## START Document

In order to evaluate the line integral, we have to express everything in terms of the parameter t. Since we have x, y, and z in terms of t already, we specifically need to worry about ds.
The small piece of the curve C associated with the small changes dx, dy, and dz has length [tex]ds = \sqrt{dx^2 + dy^2 + dz^2}[/tex]. Using this, we can represent the length of ds with the associated change in t as [tex]ds = \sqrt{(\frac{dx}{dt})^2 + (\frac{dy}{dt})^2 + (\frac{dz}{dt})^2 } \ dt[/tex].
What are the limits of integration in terms of t? By drawing the curve and/or plugging in the given points into the equations for x, y, and z in terms of t, we can see that the curve C is traversed by t as it goes from 0 to 1.
Putting all this together and evaluating, we get
[tex] \int\limits_C {x(t) + y(t)} \, ds [/tex]
[tex]= \int\limits_C {(x(t) + y(t)) \sqrt{(\frac{dx}{dt})^2 + (\frac{dy}{dt})^2 + (\frac{dz}{dt})^2} \, dt [/tex]
[tex]= \int\limits^1_0 {(t + (1 - t)) \sqrt{(1)^2 + ({-1})^2 + (0)^2}} \, dt[/tex]
[tex]= \int\limits^1_0 {\sqrt{2}} \, dt [/tex]
[tex]= \bf \sqrt{2}[/tex]

## END Document
## START Records shown

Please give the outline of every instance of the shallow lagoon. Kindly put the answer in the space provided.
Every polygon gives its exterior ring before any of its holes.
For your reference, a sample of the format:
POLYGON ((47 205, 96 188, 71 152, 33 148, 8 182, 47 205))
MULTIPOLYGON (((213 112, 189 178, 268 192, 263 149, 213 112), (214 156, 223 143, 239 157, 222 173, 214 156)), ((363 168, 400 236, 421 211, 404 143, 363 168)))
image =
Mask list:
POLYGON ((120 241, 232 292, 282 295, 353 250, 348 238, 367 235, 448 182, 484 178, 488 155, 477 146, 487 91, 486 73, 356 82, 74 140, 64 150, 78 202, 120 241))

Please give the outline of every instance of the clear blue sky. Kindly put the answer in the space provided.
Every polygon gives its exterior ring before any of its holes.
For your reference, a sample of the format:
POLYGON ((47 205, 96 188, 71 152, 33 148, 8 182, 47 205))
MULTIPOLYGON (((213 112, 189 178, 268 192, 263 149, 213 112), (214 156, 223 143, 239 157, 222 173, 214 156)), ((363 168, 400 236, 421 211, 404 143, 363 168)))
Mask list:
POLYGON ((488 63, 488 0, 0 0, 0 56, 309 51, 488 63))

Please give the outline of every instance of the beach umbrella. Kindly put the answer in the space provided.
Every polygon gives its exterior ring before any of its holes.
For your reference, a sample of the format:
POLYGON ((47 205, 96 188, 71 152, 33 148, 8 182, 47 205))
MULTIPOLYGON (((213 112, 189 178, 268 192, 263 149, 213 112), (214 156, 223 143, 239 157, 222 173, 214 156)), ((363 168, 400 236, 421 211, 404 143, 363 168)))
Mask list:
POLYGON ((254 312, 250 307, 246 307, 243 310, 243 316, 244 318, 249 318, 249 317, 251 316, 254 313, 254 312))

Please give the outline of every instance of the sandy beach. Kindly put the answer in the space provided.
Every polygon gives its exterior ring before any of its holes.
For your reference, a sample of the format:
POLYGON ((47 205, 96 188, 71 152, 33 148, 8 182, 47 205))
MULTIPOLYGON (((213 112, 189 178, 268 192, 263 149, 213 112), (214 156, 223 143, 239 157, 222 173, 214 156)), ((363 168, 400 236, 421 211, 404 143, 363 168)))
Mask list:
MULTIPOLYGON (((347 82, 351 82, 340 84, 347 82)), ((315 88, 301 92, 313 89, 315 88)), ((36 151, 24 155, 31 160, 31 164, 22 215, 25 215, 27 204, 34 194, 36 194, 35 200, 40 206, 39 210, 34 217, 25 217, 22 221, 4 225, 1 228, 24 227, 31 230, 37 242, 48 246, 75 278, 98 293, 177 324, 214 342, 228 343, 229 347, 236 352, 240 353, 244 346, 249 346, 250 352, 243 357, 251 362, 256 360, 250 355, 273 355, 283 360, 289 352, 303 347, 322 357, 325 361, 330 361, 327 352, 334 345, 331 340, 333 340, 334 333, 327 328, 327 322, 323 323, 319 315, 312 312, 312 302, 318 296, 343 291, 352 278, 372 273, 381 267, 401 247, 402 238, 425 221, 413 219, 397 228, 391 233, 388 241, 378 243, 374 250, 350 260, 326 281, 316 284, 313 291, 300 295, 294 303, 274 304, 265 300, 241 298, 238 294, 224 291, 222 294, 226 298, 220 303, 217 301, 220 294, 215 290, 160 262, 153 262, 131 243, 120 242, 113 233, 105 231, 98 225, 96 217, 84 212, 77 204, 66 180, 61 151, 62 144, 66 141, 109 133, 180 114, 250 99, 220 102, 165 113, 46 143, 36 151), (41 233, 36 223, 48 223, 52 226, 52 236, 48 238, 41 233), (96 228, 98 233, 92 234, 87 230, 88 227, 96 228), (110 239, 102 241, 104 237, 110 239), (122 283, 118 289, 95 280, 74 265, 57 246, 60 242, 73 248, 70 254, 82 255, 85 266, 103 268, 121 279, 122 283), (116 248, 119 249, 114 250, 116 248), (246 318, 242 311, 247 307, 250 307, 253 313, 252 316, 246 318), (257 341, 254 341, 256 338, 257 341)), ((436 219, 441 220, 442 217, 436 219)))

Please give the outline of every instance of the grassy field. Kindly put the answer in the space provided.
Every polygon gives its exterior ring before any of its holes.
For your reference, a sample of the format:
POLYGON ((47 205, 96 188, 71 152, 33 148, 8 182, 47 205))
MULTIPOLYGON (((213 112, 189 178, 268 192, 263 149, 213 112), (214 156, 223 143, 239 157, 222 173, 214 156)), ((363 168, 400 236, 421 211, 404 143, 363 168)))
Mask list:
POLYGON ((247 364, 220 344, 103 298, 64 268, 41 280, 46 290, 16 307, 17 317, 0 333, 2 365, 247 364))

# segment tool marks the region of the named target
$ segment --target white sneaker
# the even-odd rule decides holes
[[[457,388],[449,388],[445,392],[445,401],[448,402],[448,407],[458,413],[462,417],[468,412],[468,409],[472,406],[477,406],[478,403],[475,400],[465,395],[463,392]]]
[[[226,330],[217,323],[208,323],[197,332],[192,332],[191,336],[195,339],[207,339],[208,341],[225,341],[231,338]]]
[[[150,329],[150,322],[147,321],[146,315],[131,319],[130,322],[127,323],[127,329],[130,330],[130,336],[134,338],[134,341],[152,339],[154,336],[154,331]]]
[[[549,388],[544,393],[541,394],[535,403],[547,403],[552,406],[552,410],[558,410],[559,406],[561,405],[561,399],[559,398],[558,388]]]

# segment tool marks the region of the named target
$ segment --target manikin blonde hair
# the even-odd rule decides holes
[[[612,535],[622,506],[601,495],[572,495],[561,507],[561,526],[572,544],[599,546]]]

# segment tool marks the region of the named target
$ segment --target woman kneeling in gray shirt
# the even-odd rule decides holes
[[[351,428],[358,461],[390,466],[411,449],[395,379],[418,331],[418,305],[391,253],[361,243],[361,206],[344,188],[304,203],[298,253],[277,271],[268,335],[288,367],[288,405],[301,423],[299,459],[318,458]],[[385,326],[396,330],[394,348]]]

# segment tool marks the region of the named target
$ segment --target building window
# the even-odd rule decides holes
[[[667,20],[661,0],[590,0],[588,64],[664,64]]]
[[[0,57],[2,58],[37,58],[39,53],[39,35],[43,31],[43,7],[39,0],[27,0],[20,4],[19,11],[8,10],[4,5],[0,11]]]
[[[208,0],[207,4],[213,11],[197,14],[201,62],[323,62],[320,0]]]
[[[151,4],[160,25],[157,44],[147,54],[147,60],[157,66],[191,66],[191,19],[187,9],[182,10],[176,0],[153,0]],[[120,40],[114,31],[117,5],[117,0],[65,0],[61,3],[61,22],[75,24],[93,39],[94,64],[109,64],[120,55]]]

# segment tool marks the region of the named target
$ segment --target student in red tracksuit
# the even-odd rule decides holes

## END Records shown

* **To-do list**
a. Answer these questions about the line integral explanation:
(i) Since x, y, and z are already given in terms of t, which quantity does it say we specifically need to worry about?
(ii) As t goes from what value to what value is the curve C traversed?
(iii) What final value does the evaluation reach?
b. Transcribe the records word for word, beginning at their first line and stopping after the line that contains "POLYGON ((254 312, 250".

* **Answers in order**
a.
(i) ds
(ii) From 0 to 1
(iii) √2

b.
Please give the outline of every instance of the shallow lagoon. Kindly put the answer in the space provided.
Every polygon gives its exterior ring before any of its holes.
For your reference, a sample of the format:
POLYGON ((47 205, 96 188, 71 152, 33 148, 8 182, 47 205))
MULTIPOLYGON (((213 112, 189 178, 268 192, 263 149, 213 112), (214 156, 223 143, 239 157, 222 173, 214 156)), ((363 168, 400 236, 421 211, 404 143, 363 168)))
image =
Mask list:
POLYGON ((120 241, 232 292, 282 295, 353 250, 348 238, 367 235, 448 182, 484 178, 488 155, 477 146, 487 91, 486 73, 356 82, 74 140, 64 150, 78 202, 120 241))

Please give the outline of every instance of the clear blue sky. Kindly put the answer in the space provided.
Every polygon gives its exterior ring before any of its holes.
For your reference, a sample of the format:
POLYGON ((47 205, 96 188, 71 152, 33 148, 8 182, 47 205))
MULTIPOLYGON (((213 112, 189 178, 268 192, 263 149, 213 112), (214 156, 223 143, 239 157, 222 173, 214 156)), ((363 168, 400 236, 421 211, 404 143, 363 168)))
Mask list:
POLYGON ((488 63, 488 0, 0 0, 0 56, 309 51, 488 63))

Please give the outline of every instance of the beach umbrella. Kindly put the answer in the space provided.
Every polygon gives its exterior ring before any of its holes.
For your reference, a sample of the format:
POLYGON ((47 205, 96 188, 71 152, 33 148, 8 182, 47 205))
MULTIPOLYGON (((213 112, 189 178, 268 192, 263 149, 213 112), (214 156, 223 143, 239 157, 222 173, 214 156)), ((363 168, 400 236, 421 211, 404 143, 363 168)))
Mask list:
POLYGON ((254 312, 250 307, 246 307, 243 310, 243 316, 244 318, 249 318, 249 317, 251 316, 254 313, 254 312))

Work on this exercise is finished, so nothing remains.